* _CHALLENGE_
Give only the lines from the one containing "Run detection on large" through the end of the material below, exactly as written.

*** EXERCISE DATA

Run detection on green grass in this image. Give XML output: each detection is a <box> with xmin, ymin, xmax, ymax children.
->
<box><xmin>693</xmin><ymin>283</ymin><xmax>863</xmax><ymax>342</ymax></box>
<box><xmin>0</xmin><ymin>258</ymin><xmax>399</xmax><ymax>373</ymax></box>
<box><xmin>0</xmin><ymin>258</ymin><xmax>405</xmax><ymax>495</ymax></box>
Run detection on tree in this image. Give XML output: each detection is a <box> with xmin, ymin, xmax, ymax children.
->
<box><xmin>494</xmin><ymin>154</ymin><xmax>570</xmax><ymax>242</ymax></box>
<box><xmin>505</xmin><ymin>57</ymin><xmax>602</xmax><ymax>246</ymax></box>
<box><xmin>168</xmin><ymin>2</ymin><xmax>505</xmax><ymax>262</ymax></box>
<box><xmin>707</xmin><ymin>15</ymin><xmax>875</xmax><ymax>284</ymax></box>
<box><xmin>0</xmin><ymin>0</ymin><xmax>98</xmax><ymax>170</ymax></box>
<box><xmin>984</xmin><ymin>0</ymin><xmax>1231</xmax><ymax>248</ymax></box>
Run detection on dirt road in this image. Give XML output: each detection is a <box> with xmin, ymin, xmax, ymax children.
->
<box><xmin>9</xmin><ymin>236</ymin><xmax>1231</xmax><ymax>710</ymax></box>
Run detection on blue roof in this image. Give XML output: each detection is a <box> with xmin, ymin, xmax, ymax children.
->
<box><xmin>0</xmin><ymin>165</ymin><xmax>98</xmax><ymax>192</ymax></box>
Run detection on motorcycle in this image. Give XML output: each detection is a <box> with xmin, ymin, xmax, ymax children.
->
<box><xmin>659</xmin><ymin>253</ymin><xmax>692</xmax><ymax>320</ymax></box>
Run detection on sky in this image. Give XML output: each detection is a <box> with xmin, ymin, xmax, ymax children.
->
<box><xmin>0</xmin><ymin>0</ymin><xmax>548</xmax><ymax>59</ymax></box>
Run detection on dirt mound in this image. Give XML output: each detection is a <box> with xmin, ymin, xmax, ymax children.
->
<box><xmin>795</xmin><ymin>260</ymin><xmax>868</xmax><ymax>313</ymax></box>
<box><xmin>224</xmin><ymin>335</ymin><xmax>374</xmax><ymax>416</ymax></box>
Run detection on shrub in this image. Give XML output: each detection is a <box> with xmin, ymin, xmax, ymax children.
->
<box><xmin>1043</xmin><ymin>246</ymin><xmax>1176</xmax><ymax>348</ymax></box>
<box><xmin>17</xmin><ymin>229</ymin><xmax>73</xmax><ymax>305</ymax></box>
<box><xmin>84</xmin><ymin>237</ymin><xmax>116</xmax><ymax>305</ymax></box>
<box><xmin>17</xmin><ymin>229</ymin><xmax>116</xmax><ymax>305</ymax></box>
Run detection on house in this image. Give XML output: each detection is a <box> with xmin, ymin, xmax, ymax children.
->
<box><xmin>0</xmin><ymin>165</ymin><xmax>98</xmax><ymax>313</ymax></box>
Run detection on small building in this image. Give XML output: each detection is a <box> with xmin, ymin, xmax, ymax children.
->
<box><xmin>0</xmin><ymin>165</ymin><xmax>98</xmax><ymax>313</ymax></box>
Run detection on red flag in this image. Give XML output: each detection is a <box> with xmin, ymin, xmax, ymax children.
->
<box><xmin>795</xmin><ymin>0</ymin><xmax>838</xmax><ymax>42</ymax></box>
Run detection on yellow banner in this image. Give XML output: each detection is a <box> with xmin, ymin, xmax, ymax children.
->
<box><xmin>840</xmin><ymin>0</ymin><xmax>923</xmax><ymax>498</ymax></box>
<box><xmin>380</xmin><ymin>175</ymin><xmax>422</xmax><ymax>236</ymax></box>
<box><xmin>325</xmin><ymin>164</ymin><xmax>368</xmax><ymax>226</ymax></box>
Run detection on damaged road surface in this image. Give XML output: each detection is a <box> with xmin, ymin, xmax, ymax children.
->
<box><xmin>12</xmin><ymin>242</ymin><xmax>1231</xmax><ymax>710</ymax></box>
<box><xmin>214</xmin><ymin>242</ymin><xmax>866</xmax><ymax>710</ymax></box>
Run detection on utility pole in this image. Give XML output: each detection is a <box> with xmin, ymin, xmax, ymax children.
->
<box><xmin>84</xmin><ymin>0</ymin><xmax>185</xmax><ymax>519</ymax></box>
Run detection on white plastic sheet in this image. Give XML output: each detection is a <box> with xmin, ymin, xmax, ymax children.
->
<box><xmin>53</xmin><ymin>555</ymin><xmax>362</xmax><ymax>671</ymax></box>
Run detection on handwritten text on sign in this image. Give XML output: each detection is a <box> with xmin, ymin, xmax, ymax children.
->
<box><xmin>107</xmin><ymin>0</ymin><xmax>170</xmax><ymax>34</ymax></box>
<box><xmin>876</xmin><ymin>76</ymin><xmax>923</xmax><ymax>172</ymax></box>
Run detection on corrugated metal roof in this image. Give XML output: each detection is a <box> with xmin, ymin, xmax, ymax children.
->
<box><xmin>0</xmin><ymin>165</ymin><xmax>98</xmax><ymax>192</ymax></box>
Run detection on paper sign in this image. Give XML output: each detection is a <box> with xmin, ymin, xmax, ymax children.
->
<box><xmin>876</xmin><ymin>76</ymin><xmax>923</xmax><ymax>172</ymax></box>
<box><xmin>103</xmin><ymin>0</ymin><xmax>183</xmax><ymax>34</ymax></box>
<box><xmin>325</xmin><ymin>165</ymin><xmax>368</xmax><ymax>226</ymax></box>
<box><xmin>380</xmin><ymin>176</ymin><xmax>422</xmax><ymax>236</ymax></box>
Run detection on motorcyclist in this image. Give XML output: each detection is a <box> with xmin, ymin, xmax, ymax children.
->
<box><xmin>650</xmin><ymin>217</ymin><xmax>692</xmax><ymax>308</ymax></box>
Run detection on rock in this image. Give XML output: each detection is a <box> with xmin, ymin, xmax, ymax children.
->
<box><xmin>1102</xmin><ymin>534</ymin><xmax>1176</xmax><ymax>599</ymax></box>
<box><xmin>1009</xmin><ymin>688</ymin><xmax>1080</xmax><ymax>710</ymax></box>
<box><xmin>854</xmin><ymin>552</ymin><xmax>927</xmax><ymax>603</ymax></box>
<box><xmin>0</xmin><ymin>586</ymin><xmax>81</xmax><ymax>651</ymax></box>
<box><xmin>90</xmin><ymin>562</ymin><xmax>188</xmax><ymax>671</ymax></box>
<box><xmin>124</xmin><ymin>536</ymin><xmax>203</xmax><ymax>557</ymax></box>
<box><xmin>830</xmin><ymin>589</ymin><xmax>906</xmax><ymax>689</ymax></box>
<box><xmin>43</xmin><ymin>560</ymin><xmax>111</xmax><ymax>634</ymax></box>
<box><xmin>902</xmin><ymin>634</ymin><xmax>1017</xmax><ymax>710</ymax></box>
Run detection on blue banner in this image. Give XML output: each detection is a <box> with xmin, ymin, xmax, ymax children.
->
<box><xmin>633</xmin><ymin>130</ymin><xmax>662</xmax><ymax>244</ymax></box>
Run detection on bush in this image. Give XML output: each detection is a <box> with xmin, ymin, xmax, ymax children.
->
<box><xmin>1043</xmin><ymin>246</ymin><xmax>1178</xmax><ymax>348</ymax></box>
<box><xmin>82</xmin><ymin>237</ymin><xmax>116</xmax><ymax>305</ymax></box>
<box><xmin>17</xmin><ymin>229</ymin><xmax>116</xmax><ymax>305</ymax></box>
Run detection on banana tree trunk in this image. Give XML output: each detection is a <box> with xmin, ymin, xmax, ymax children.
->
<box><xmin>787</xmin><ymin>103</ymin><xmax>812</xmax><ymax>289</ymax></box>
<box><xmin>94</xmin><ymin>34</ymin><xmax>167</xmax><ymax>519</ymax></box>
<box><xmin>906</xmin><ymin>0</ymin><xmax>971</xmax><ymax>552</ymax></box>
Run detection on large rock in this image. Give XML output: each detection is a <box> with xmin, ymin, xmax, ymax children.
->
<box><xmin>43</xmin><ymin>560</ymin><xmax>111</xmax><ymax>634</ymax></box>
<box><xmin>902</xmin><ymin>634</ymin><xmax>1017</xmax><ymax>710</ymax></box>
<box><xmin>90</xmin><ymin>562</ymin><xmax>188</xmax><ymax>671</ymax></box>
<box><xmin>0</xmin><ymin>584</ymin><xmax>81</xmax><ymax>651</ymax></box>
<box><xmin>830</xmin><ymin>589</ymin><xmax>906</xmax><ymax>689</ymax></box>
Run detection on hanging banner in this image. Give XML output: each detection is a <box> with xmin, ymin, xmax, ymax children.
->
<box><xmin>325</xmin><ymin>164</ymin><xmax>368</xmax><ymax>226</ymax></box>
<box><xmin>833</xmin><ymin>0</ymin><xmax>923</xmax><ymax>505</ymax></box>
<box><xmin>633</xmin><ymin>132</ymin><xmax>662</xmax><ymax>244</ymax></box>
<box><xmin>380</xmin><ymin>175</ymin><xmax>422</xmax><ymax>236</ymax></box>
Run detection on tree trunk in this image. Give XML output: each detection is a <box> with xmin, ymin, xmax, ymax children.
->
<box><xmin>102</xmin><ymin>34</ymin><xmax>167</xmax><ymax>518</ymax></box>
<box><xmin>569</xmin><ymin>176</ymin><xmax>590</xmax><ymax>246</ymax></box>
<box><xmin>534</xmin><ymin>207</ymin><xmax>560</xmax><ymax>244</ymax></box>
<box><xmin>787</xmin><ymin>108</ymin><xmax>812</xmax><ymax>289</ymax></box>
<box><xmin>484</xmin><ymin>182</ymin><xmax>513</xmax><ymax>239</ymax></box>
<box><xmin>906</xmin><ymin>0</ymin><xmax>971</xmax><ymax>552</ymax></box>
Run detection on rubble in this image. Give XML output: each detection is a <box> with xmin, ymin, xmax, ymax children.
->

******

* _FINISHED EXERCISE_
Run detection on large rock in this image. Give XML output: each detection is a <box> with xmin, ymin, xmax, ymax children.
->
<box><xmin>43</xmin><ymin>560</ymin><xmax>111</xmax><ymax>634</ymax></box>
<box><xmin>902</xmin><ymin>634</ymin><xmax>1017</xmax><ymax>710</ymax></box>
<box><xmin>90</xmin><ymin>562</ymin><xmax>188</xmax><ymax>671</ymax></box>
<box><xmin>0</xmin><ymin>584</ymin><xmax>81</xmax><ymax>651</ymax></box>
<box><xmin>830</xmin><ymin>589</ymin><xmax>906</xmax><ymax>689</ymax></box>
Run detection on hanging banner in this image. Give XML output: each detection is a <box> with xmin, ymin, xmax, ymax children.
->
<box><xmin>325</xmin><ymin>164</ymin><xmax>368</xmax><ymax>226</ymax></box>
<box><xmin>833</xmin><ymin>0</ymin><xmax>923</xmax><ymax>505</ymax></box>
<box><xmin>633</xmin><ymin>132</ymin><xmax>662</xmax><ymax>244</ymax></box>
<box><xmin>380</xmin><ymin>175</ymin><xmax>422</xmax><ymax>236</ymax></box>
Run detection on tree trunk in this image. Give XML output: each detection is a <box> with xmin, ymin, xmax, ymax children.
->
<box><xmin>102</xmin><ymin>34</ymin><xmax>167</xmax><ymax>518</ymax></box>
<box><xmin>569</xmin><ymin>176</ymin><xmax>590</xmax><ymax>246</ymax></box>
<box><xmin>534</xmin><ymin>207</ymin><xmax>560</xmax><ymax>244</ymax></box>
<box><xmin>787</xmin><ymin>108</ymin><xmax>812</xmax><ymax>289</ymax></box>
<box><xmin>484</xmin><ymin>182</ymin><xmax>513</xmax><ymax>239</ymax></box>
<box><xmin>906</xmin><ymin>0</ymin><xmax>971</xmax><ymax>552</ymax></box>
Run detection on rubble in this image. Give XML output: each detection is a <box> with xmin, ymin, xmax, ymax children.
->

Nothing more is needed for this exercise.